**WHAT YOU WILL DO:** Pull out every line of the listing below that contains the word "positive", and treat uppercase and lowercase letters as different.

**MATERIAL PROVIDED:**

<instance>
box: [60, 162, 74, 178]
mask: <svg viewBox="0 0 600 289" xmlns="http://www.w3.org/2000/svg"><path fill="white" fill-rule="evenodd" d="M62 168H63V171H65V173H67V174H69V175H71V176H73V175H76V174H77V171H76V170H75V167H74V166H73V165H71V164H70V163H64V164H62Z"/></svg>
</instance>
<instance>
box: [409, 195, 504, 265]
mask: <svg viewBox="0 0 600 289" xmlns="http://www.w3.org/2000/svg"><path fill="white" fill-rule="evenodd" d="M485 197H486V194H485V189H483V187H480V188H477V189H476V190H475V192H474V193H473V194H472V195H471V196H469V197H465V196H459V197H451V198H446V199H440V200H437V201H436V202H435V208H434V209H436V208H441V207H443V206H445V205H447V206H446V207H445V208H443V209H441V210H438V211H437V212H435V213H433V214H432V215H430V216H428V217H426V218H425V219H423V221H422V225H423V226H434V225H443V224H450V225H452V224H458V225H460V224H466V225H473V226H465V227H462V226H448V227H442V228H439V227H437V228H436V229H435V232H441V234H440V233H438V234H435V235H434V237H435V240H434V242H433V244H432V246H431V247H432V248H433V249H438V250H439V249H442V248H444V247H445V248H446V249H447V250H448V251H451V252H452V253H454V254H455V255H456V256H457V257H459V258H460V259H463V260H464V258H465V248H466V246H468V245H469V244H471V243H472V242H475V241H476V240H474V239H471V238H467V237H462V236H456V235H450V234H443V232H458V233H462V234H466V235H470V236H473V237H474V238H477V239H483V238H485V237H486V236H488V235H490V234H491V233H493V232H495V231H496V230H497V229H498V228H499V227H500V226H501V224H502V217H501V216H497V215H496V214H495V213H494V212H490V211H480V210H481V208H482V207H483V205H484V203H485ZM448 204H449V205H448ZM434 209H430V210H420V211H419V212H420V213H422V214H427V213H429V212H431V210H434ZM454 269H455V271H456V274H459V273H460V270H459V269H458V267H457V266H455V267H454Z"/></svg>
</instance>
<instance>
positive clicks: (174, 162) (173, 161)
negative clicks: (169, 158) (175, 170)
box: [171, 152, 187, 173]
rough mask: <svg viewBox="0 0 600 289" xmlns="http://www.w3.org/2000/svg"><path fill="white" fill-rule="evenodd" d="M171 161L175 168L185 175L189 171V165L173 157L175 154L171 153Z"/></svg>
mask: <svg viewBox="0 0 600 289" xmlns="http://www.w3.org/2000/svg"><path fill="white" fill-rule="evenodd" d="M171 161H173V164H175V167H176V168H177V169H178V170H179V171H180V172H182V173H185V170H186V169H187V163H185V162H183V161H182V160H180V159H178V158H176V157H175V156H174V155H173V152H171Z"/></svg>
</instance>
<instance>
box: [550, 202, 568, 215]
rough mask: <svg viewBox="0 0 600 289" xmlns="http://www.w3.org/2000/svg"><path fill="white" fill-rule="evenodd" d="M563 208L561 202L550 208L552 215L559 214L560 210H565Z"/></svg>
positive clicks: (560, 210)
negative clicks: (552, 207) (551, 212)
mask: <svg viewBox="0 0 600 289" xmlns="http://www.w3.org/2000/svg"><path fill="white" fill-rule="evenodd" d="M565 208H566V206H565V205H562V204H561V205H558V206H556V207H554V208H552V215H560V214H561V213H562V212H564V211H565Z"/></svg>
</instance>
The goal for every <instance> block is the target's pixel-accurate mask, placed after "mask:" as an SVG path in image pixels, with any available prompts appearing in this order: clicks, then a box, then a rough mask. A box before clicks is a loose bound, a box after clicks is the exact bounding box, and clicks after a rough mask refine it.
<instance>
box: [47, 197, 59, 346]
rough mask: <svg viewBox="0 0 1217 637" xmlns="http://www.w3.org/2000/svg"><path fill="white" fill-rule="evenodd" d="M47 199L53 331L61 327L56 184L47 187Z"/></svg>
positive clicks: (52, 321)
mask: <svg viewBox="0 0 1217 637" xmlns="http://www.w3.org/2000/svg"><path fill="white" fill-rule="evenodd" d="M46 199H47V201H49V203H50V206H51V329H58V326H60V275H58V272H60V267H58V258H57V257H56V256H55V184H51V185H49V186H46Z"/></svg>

==

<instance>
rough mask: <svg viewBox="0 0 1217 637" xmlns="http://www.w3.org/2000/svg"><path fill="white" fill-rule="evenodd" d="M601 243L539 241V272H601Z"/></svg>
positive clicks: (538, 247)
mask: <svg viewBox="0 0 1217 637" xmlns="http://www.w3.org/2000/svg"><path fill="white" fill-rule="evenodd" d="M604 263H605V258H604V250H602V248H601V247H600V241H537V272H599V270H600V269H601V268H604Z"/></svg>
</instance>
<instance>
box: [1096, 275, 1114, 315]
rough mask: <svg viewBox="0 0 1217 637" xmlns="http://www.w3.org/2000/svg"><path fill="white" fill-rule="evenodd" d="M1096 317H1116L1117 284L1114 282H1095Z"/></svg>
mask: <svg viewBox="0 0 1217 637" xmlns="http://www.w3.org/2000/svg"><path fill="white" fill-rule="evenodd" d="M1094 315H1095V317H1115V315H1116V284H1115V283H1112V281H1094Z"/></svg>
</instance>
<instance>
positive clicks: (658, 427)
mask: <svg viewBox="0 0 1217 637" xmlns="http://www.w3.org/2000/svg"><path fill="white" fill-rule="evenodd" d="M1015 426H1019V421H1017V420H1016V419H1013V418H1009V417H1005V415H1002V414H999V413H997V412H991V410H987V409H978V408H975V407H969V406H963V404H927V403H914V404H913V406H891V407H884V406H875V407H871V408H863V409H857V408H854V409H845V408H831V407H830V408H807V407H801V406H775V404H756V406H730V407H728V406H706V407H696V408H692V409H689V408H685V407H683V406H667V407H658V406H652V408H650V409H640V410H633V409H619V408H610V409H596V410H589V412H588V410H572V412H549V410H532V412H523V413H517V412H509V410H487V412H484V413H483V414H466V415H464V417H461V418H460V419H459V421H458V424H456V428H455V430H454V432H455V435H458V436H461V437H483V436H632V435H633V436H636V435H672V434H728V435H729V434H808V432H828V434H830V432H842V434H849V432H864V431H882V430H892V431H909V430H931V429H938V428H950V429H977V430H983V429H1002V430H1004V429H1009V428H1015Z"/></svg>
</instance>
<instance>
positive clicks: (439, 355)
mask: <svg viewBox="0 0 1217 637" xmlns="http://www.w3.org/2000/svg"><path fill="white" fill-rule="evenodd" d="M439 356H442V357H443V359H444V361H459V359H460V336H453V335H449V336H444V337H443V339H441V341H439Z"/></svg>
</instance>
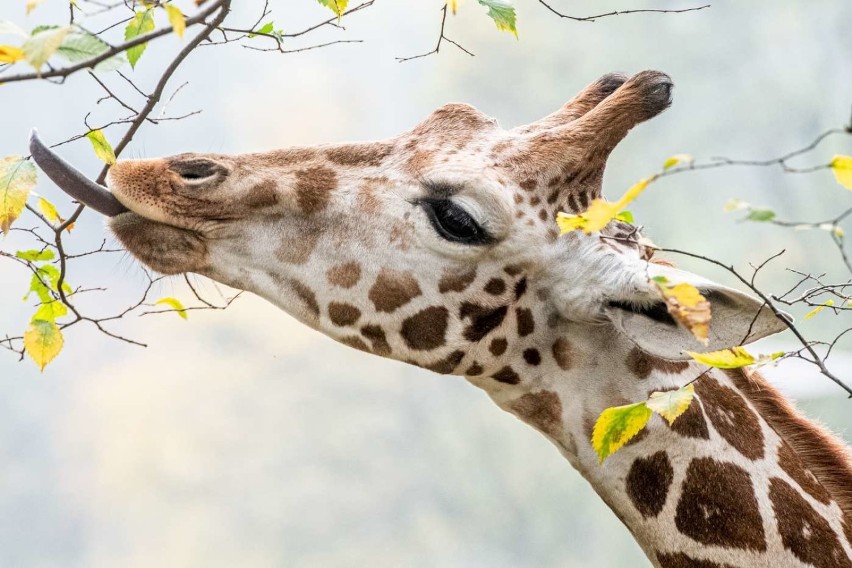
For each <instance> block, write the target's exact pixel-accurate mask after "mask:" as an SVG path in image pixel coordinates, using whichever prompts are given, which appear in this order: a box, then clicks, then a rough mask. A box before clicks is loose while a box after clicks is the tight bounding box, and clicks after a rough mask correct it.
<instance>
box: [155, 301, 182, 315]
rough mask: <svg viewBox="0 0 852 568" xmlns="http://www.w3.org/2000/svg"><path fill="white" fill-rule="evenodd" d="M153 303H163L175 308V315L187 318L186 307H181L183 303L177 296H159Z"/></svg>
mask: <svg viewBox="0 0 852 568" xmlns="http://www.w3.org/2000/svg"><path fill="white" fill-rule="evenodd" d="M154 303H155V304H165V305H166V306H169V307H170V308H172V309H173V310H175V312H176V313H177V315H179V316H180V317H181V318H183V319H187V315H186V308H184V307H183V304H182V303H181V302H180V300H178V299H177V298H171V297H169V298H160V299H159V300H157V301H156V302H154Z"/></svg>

==

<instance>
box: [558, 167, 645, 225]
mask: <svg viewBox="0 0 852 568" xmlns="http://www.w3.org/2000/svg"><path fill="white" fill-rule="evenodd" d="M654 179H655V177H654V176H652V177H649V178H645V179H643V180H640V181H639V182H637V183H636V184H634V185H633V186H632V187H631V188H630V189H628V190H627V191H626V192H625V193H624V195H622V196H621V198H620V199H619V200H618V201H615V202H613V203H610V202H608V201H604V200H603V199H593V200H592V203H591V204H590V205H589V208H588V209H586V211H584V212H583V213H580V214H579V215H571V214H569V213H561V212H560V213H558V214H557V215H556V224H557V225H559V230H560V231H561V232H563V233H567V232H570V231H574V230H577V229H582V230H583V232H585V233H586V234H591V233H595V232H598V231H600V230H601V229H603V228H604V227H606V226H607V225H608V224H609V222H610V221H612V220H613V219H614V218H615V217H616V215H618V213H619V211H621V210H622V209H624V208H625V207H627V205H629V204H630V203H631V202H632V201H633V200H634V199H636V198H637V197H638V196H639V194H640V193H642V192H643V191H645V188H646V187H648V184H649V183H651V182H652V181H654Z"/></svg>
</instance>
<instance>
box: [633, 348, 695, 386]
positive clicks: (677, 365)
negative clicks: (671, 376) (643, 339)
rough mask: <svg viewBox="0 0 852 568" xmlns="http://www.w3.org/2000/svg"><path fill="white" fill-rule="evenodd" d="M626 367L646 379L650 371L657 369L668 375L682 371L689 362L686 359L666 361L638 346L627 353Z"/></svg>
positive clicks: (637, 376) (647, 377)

**TASK RESULT:**
positive clicks: (174, 162) (173, 161)
positive clicks: (560, 210)
positive clicks: (52, 321)
positive clicks: (538, 247)
positive clicks: (658, 427)
positive clicks: (439, 355)
positive clicks: (677, 365)
positive clicks: (637, 376) (647, 377)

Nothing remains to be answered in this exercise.